──────── Records supplied

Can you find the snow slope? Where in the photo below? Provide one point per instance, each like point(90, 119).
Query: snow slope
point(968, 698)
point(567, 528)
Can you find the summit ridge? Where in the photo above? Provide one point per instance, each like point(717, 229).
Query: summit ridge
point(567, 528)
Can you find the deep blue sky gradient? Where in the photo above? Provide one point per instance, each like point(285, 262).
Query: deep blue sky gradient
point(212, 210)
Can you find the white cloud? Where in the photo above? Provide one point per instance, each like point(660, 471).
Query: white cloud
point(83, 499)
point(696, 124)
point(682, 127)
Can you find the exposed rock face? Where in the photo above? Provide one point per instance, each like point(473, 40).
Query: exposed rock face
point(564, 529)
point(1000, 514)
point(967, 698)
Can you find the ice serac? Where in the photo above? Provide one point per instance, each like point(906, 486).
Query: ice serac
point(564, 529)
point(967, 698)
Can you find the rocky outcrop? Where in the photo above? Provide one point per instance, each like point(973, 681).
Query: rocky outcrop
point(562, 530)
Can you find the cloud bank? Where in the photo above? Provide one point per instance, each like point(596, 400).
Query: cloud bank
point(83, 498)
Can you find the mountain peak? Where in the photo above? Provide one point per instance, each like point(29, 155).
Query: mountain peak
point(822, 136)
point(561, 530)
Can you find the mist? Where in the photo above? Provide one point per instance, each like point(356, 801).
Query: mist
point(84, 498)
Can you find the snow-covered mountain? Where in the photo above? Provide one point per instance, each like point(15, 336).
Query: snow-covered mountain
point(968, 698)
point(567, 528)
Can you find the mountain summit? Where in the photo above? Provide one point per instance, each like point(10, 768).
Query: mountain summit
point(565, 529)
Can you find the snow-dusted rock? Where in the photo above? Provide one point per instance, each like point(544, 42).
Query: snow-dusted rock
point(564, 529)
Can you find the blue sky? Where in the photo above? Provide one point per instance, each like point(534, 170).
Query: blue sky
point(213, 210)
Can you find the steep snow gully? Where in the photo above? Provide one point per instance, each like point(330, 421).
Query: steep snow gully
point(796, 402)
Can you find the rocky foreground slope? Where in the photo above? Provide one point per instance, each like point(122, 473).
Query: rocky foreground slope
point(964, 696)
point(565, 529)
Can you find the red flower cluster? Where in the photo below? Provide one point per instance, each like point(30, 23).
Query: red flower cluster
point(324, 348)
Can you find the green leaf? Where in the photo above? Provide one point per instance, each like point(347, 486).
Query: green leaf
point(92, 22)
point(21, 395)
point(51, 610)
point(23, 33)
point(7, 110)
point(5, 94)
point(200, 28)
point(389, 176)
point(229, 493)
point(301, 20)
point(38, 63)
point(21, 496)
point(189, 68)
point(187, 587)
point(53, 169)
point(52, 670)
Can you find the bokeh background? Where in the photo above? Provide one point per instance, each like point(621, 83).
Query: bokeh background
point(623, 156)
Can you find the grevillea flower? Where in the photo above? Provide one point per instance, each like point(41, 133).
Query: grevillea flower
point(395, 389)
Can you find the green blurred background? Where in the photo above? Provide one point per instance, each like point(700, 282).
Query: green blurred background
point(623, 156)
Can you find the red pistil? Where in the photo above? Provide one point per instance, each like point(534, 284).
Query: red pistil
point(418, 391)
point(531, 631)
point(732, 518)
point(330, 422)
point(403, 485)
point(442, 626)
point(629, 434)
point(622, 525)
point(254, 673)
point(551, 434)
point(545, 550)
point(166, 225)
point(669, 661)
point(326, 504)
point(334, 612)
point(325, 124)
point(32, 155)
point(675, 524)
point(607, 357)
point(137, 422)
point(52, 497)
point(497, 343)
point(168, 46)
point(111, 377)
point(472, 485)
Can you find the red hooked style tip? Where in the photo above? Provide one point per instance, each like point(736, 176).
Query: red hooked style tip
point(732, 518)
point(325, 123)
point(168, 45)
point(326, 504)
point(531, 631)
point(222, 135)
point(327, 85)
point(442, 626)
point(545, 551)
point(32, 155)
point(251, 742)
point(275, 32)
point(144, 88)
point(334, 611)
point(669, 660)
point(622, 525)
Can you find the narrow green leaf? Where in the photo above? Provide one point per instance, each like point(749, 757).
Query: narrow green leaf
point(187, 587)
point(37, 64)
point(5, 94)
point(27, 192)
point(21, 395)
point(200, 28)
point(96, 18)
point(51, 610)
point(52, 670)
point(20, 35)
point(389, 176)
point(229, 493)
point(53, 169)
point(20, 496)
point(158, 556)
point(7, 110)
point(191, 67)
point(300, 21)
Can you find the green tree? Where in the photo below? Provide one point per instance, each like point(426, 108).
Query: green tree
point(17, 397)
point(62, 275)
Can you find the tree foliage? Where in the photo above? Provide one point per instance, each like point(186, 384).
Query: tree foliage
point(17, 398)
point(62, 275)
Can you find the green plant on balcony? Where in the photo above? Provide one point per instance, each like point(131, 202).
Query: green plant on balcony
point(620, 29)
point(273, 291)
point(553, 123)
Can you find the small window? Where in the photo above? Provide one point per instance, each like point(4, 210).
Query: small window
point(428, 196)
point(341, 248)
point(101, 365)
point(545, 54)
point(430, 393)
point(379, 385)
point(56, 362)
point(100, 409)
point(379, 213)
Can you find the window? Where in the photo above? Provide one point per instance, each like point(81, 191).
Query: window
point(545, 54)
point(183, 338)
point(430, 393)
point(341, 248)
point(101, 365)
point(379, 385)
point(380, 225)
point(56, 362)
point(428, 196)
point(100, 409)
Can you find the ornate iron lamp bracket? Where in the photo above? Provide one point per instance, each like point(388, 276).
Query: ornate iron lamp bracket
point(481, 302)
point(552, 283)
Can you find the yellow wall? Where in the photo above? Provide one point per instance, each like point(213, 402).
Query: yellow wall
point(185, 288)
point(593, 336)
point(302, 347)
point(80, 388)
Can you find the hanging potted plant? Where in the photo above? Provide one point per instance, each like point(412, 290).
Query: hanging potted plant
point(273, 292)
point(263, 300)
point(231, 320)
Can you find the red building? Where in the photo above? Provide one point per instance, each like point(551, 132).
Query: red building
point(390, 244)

────────────────

■ Written exercise: Can you copy out all of the data above, line for line, without changing a single character?

■ Right answer:
Can you find the snow slope? Where in the photo below? Provide one point per instance, each like point(90, 119).
Query: snow slope
point(968, 698)
point(567, 528)
Can you find the summit ridge? Where in the photo above? Provide one point per instance, each like point(717, 229).
Query: summit ridge
point(567, 528)
Can you find the deep blue sky gradient? Where in the photo above? Provide one point per instance, each like point(285, 262).
Query: deep blue sky gradient
point(212, 210)
Can you find the white cloud? Where in the photo above? Provide one point per instance, each like point(660, 471).
Query: white cloud
point(83, 499)
point(696, 124)
point(682, 127)
Can you find the exposed rock face? Where in the photo above? Provide one point per instance, each like point(473, 40).
Query: exposed rock face
point(564, 529)
point(1000, 514)
point(967, 698)
Can you find the ice serac? Where in the photo above? Provide one point per instance, each like point(906, 486).
Query: ice serac
point(564, 529)
point(967, 698)
Can you find the rocky outcrop? Where in the photo above? Provide one point per instance, each like point(973, 681).
Query: rocky outcrop
point(562, 530)
Can you find the cloud bank? Where in the photo above? Provide one point per instance, each like point(596, 400).
Query: cloud bank
point(83, 498)
Can you find the mountain peak? Where in the photo above? Provide one point per instance, each like point(29, 155).
Query: mountain peak
point(822, 136)
point(561, 530)
Can you find the mist? Where in the photo above? Provide one point per instance, each like point(356, 801).
Query: mist
point(84, 498)
Can you find the snow-covered mountain? Where in the photo above? Provide one point per instance, each like point(15, 336).
Query: snow-covered mountain
point(968, 698)
point(567, 528)
Can you find the mountain summit? Where in the photo above? Provide one point per instance, each like point(10, 768).
Query: mountain summit
point(565, 529)
Can you find the snow-dusted rock? Where in the photo above? Provide one point per instance, each like point(544, 42).
Query: snow-dusted rock
point(564, 529)
Can you find the blue sky? Where in the photo above? Provide one point per instance, each like point(534, 170).
Query: blue sky
point(213, 210)
Can you find the steep snow gully? Where in the photo above? Provide one point per instance, each like point(330, 421).
Query: steep snow gully
point(796, 402)
Can you find the rocky foreground slope? Where in the photo above? Provide one point per instance, each like point(122, 473).
Query: rocky foreground slope
point(964, 696)
point(565, 529)
Can you find the red flower cluster? Where in the photo below? Provide one point per instance, each like point(30, 23).
Query: red flower cluster
point(324, 348)
Can you find the green leaf? Where in the photo above? Provide one point per instance, each like point(347, 486).
Query: green leaf
point(92, 22)
point(21, 395)
point(51, 610)
point(23, 33)
point(7, 110)
point(5, 94)
point(200, 28)
point(389, 176)
point(229, 493)
point(301, 20)
point(38, 63)
point(21, 496)
point(189, 68)
point(187, 587)
point(53, 169)
point(52, 670)
Can you find the bokeh background? Where in the photo above? Provide one point per instance, each like point(621, 83).
Query: bokeh background
point(623, 156)
Can you find the grevillea flower? Where in the photo above? Provide one point per instance, each like point(41, 133).
Query: grevillea flower
point(395, 389)
Can you find the green blurred background? Where in the photo above? Provide one point per instance, each like point(700, 282).
Query: green blurred background
point(623, 156)
Can you find the red pistil? Where in the photo above? Provide one point per instance, each like point(534, 284).
Query: red pistil
point(418, 391)
point(531, 631)
point(732, 518)
point(330, 422)
point(403, 485)
point(442, 626)
point(629, 434)
point(622, 525)
point(254, 673)
point(551, 434)
point(545, 550)
point(166, 225)
point(669, 661)
point(326, 504)
point(334, 612)
point(325, 124)
point(32, 155)
point(675, 524)
point(607, 357)
point(137, 422)
point(52, 497)
point(497, 343)
point(168, 46)
point(111, 377)
point(472, 485)
Can you find the red hooked style tip? Where in the photo above? Provide one point per instance, each like point(736, 176).
Query: red hooked style tip
point(732, 518)
point(325, 123)
point(168, 45)
point(326, 504)
point(531, 631)
point(222, 135)
point(327, 85)
point(442, 626)
point(545, 551)
point(32, 155)
point(251, 742)
point(275, 32)
point(144, 88)
point(334, 611)
point(669, 660)
point(622, 525)
Can you find the narrow green leaf? Where in the photo above? Provide one point per instance, each like point(749, 757).
Query: narrow green leaf
point(187, 587)
point(37, 64)
point(5, 94)
point(27, 192)
point(21, 395)
point(200, 28)
point(96, 18)
point(51, 610)
point(52, 670)
point(20, 35)
point(389, 176)
point(229, 493)
point(53, 169)
point(20, 496)
point(158, 556)
point(7, 110)
point(191, 67)
point(300, 21)
Can you find the green tree? Where in the photo below? Provide one point per instance, each like point(426, 108).
Query: green tree
point(17, 397)
point(62, 275)
Can you find the tree foliage? Where in the photo above? Provide one point per instance, each like point(186, 384).
Query: tree foliage
point(17, 398)
point(62, 275)
Can you find the green plant on balcony? Where in the photo above? Provide one point per instance, each like point(131, 202).
Query: green plant on balcony
point(620, 29)
point(273, 291)
point(553, 123)
Can you find the small window? Where in the photo above? Provide one point per instance, each like point(4, 210).
Query: small window
point(428, 196)
point(341, 248)
point(101, 365)
point(545, 54)
point(430, 393)
point(379, 385)
point(56, 362)
point(100, 409)
point(379, 213)
Can you find the window? Where in the photo above? Provide one point per instance, each like point(81, 191).
Query: window
point(545, 54)
point(183, 338)
point(430, 393)
point(341, 248)
point(101, 365)
point(379, 385)
point(380, 225)
point(56, 362)
point(428, 196)
point(100, 409)
Can you find the ornate iron lamp bracket? Where in the photo above? Provide one point per instance, each like point(388, 276).
Query: ornate iron lamp bracket
point(481, 302)
point(552, 283)
Can you find the yellow wall? Where in the photo above? Provide one point per instance, each like point(213, 402).
Query: yellow wall
point(185, 288)
point(593, 336)
point(302, 347)
point(80, 388)
Can you find the hanging potted plant? Where in the photo above? Provide one point per instance, each like point(412, 290).
Query: hanging potted plant
point(273, 292)
point(263, 300)
point(231, 320)
Can you find the red building? Where in the photo above? Provide one point per instance, each like point(551, 132).
Query: red building
point(390, 244)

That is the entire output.